Below are records to print word for word; include none of their pictures.

<<<<

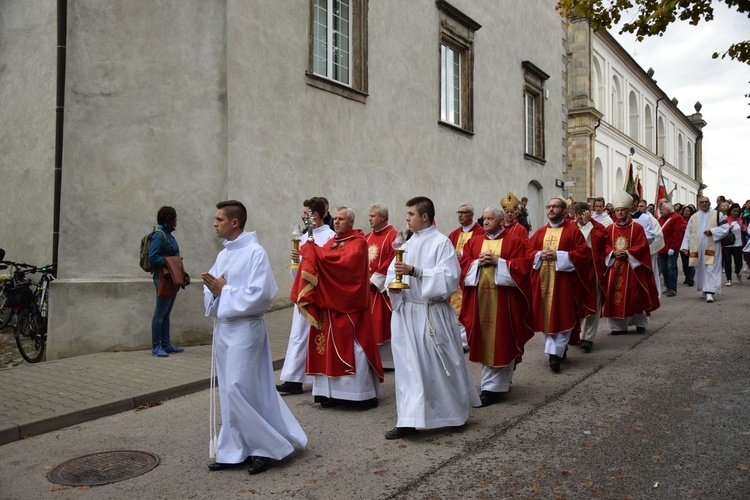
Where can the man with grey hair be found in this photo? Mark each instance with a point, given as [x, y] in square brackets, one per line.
[380, 254]
[332, 291]
[702, 244]
[459, 237]
[673, 229]
[497, 302]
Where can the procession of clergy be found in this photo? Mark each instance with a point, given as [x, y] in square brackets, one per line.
[486, 288]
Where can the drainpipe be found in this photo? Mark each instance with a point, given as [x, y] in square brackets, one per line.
[62, 30]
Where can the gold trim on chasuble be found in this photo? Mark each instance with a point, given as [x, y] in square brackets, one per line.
[547, 272]
[487, 303]
[457, 298]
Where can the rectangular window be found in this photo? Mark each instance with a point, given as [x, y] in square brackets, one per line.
[450, 85]
[338, 47]
[533, 109]
[456, 67]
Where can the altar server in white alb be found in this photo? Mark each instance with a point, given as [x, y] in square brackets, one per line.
[293, 372]
[433, 385]
[256, 426]
[702, 244]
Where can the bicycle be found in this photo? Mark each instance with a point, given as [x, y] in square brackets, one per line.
[29, 310]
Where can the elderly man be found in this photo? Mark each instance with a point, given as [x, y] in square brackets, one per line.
[702, 244]
[561, 281]
[256, 424]
[458, 238]
[380, 250]
[599, 214]
[510, 206]
[293, 371]
[673, 228]
[332, 289]
[497, 298]
[433, 384]
[631, 291]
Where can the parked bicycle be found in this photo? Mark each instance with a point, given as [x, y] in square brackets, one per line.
[28, 304]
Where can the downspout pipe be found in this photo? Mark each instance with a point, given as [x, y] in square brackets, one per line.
[62, 35]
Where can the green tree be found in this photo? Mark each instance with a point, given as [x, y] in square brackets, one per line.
[652, 17]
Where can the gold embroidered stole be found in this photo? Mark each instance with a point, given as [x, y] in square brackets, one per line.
[710, 252]
[547, 273]
[457, 297]
[487, 302]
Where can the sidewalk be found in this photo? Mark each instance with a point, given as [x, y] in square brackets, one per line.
[46, 396]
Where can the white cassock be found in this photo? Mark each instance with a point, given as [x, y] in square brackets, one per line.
[296, 351]
[426, 340]
[707, 277]
[255, 420]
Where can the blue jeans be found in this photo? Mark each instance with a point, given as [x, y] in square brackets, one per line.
[160, 321]
[668, 269]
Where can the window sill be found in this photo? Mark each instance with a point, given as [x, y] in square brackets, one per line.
[535, 159]
[456, 128]
[335, 87]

>>>>

**Completed exercise:**
Where can the man with grey hair be found in this photo? Mark each instance with a point, given as [x, y] in square brackets, one per line.
[380, 254]
[332, 291]
[702, 244]
[459, 237]
[673, 229]
[497, 302]
Where can the procession of clergy be found in this photo? Mark each instance with a point, given as [x, y] in square brackets, one per line.
[486, 288]
Where can the drainpipe be found in this photo? Mark each instance with a point, given as [x, y] in square brackets, one per line.
[62, 30]
Where can the gold trim on chasuble be found in this photo? Mark each instance with a point, given as [x, y] in square brackets, one per line.
[547, 272]
[487, 303]
[457, 298]
Where can the rectangular window be found in this photo? Mark each instance with a point, given as [x, y] in square brackets, one per line.
[450, 85]
[338, 47]
[533, 109]
[456, 67]
Where can the altar server in white alb be found in this photo? Mark each instance with a point, given as [x, y] in square brackets, one per line.
[293, 372]
[433, 385]
[256, 426]
[702, 244]
Where can the bicycle be found in this photo? Mark each instance with a point, given as [x, y] in square brackets, one per line.
[29, 310]
Where can the elderly man be found in this photo? Mark each instance with a point, given as [x, y] in square brackets, one per line.
[702, 244]
[561, 281]
[256, 424]
[458, 238]
[380, 250]
[599, 214]
[510, 206]
[293, 371]
[673, 228]
[332, 289]
[497, 298]
[433, 384]
[631, 291]
Where can the parked bicycle be found in this photo? Mark each instance with a point, given as [x, y] in square brackets, one per line.
[28, 304]
Where can the downspout pipe be found in this photo? Mark each instance with a point, given as [x, y] in square brackets, one per line.
[62, 35]
Where can the green tree be found in this photo? Mark each instance with a point, given as [x, y] in square brackets, one per line.
[652, 17]
Where can the gold embroidered stole be found in this photo? Mark each instance with a point, given as [x, y] in square brackets, one per line.
[710, 252]
[547, 273]
[457, 297]
[487, 302]
Where can the sidewalk be found in this photo? Mark each instance with a point, given as [x, y] in square brackets, one per line.
[46, 396]
Where can the white cassock be found in this photo? Mark each instance with a point, given as [x, y] in square brackets, one per line.
[296, 351]
[426, 340]
[707, 277]
[255, 420]
Where can the blue jeans be found in this photo? Mark each instance with a point, given as [x, y] in square brackets, one per line.
[160, 321]
[668, 269]
Where can the window sill be found in this photo? Mark each instance with a point, given as [x, y] in square brackets, one per line.
[535, 159]
[456, 128]
[335, 87]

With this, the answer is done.